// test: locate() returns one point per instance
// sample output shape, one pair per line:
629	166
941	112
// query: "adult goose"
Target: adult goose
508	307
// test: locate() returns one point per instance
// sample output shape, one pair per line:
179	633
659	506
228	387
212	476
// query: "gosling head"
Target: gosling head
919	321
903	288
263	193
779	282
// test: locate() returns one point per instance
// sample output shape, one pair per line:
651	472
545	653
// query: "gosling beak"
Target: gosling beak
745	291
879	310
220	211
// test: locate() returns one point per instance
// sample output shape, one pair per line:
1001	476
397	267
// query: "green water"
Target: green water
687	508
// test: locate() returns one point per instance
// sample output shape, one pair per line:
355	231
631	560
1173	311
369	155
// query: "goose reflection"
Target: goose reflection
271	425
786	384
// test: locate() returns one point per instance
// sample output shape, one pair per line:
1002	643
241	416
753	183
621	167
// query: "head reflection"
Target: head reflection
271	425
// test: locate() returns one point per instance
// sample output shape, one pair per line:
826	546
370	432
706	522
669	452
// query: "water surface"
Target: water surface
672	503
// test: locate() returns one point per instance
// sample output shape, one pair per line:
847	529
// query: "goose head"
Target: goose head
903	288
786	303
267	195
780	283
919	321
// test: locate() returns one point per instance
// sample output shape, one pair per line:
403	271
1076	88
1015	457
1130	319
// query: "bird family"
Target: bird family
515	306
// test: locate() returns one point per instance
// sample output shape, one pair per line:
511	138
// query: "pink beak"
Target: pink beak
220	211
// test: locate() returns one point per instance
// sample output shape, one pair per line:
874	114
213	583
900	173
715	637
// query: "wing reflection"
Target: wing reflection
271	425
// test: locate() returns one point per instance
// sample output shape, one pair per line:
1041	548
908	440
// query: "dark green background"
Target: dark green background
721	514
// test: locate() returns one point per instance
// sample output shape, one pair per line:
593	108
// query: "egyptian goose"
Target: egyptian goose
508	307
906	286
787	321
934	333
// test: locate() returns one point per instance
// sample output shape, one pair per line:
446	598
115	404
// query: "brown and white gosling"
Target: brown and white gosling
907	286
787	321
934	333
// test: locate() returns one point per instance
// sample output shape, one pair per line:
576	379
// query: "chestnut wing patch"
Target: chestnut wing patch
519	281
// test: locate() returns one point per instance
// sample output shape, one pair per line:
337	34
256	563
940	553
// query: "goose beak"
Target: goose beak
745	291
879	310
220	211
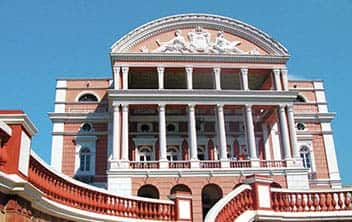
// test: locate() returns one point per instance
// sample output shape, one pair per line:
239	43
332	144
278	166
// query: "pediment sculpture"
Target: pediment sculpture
199	41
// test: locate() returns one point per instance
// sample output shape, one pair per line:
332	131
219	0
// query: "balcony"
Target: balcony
202	164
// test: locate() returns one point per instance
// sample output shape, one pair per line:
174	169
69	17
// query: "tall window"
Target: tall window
172	154
145	154
88	98
84	157
305	155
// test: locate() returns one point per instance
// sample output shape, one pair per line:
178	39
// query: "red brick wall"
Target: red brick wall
196	184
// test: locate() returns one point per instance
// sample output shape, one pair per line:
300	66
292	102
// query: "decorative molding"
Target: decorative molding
216	22
21	119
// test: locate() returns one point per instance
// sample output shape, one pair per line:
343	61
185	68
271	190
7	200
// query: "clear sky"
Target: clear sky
44	40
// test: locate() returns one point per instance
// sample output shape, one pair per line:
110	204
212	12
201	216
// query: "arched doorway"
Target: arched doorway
148	191
211	193
180	188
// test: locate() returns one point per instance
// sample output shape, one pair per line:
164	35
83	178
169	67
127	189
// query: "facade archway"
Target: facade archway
211	193
148	191
180	188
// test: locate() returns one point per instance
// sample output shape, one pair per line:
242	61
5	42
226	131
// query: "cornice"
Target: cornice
99	117
319	117
165	57
21	119
240	97
193	20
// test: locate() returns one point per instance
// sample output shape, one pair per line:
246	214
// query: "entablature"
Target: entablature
225	97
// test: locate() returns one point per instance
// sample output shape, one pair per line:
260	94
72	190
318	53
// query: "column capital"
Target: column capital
160	69
217	70
116	68
248	107
289	108
220	107
124	107
125	69
282	107
116	108
191	107
189	69
244	70
276	71
162	107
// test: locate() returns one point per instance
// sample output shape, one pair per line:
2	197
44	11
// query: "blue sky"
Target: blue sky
44	40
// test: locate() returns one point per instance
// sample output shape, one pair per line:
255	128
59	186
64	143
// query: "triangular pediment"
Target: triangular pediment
198	34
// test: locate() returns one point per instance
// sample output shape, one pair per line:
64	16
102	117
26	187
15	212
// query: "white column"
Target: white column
266	141
162	132
125	77
277	79
221	126
292	128
250	132
125	144
189	71
192	131
161	77
217	74
116	136
244	79
284	77
117	83
284	132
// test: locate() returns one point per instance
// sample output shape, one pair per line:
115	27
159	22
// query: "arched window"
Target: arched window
+++
Keep the pictures out of your copy, and repeat every entry above exactly.

Solution for this task
// test: locate() returns one point per instance
// sample output shape, one pair per line:
629	166
941	112
// query: "adult goose"
Target: adult goose
508	307
// test: locate() returns one point per instance
// sample output shape, one pair per line:
179	633
659	506
228	387
212	476
// query: "gosling head"
Target: gosling head
919	321
903	288
263	193
779	282
// test: locate() returns one point per instance
// sample output shape, one pair per line:
651	472
545	653
// query: "gosling beak"
Target: gosling beak
745	291
879	310
220	211
// test: locate() returns one point per instance
// sample output shape, one pair per line:
1001	476
397	267
// query: "green water"
Target: green water
687	508
// test: locate() returns one point per instance
// sample output shape, one pair per line:
355	231
631	560
1173	311
369	155
// query: "goose reflection"
Target: goose reflection
271	425
786	384
// test: locate() returns one point per instance
// sample output shape, one pair per line:
1002	643
241	416
753	183
621	167
// query: "head reflection"
Target: head reflection
271	425
// test: locate() returns one point per instance
// sample output shape, one pair per line:
826	546
370	432
706	522
669	452
// query: "water surface"
Target: water surface
672	503
// test: locate() returns one point per instance
// sample output shape, one pair per line:
847	529
// query: "goose head"
Target: goose head
903	288
786	303
267	195
780	283
919	321
// test: locate() returns one point per instance
// sample output shape, one pair per line:
403	271
1076	88
1015	457
1130	319
// query: "bird family"
Target: bird family
515	306
// test: locate() returns one point per instance
// sample output shape, one pair per line:
511	138
// query: "pink beak"
Target: pink beak
220	211
// test: locate() returns one point per instance
// sample output shape, one pair per line:
874	114
213	583
900	173
715	637
// query: "wing reflection"
Target: wing reflection
271	425
// test: locate() returns one point per instance
// sample output shape, one pair per line:
1041	548
908	440
// query: "dark green background"
Target: dark green background
721	514
// test: locate() returns one point per instance
// sample output shape, one pair per line:
593	108
// query: "egyptian goose"
Target: egyptian goose
508	307
906	286
787	321
934	333
// test: locate() returns one point per instance
// sample output shape, one pair per line:
446	598
115	404
// query: "brown and white gosling"
Target: brown and white gosling
907	286
787	321
934	333
// test: locate() returns one point per instance
// sample output shape, one pair per line:
576	379
// query: "chestnut wing patch"
Target: chestnut wing patch
519	281
// test: locate() returns one point per instance
// sample output shape, one pair per line:
337	34
256	563
940	553
// query: "goose beak"
Target: goose beak
745	291
879	310
220	211
// test: locate() returns one point per instance
// sample output shape, one pair per line:
239	43
332	144
278	166
// query: "pediment sculpture"
Target: pediment sculpture
199	41
// test: locate() returns one point per instance
// sample output shape, one pair per line:
332	131
219	0
// query: "balcony"
Target: balcony
202	164
// test: locate() returns one point per instance
// sample output shape, one pair per line:
174	169
69	17
// query: "tall window"
Target: tall window
172	154
145	154
88	98
84	157
305	155
// test: locate() returns one point per instance
// sample output shape, one pair per line:
178	39
// query: "red brick wall"
Target: red brick wall
196	184
// test: locate() returns one point per instance
// sample output shape, one pair per line:
300	66
292	102
// query: "decorative molding"
Target: decorative molding
216	22
21	119
// test: locate() returns one point per instance
// sample output shape, one pair per line:
343	61
185	68
271	190
7	200
// query: "clear sky"
Target: clear sky
44	40
// test: locate() returns one point per instance
// sample output shape, one pair per line:
110	204
212	12
201	216
// query: "arched doorway"
Target: arched doorway
148	191
211	193
180	188
// test: locate() returns one point per instance
// sample output shape, one pair per line:
164	35
83	178
169	67
127	189
// query: "facade archway"
Target: facade archway
211	193
148	191
180	188
// test: locate() returns one point per instance
// sample output shape, one pair per line:
242	61
5	42
226	131
// query: "cornice"
Target: cornice
99	117
319	117
165	57
21	119
240	97
193	20
// test: locate() returns one point per instance
// sample output shape, one pair per line:
246	214
// query: "entablature"
Target: entablature
225	97
// test: locate() returns one point per instance
// sample output shape, one pair per line:
260	94
72	190
318	53
// query: "column capital"
Target: column capital
160	69
217	70
116	68
248	107
289	108
220	107
124	107
125	69
282	107
116	108
191	107
189	69
244	70
276	71
162	107
// test: locate() returns one point per instance
// sample output shape, one pair per line:
2	197
44	11
// query: "blue sky"
Target: blue sky
44	40
// test: locate() returns one point per instance
// sample output shape, one pair per line:
255	128
59	186
64	143
// query: "triangular pediment"
Target: triangular pediment
198	34
// test: locate() returns one point per instance
// sample output shape, one pair per line:
64	16
102	117
26	187
15	212
// query: "white column"
Target: white column
266	141
162	132
125	77
277	79
221	126
292	128
250	132
125	144
189	71
192	131
161	77
217	74
116	136
244	79
284	77
117	83
284	132
// test: locate() returns one point per instance
// sample output shape, one pair per line:
115	27
159	22
// query: "arched window"
Target: arched window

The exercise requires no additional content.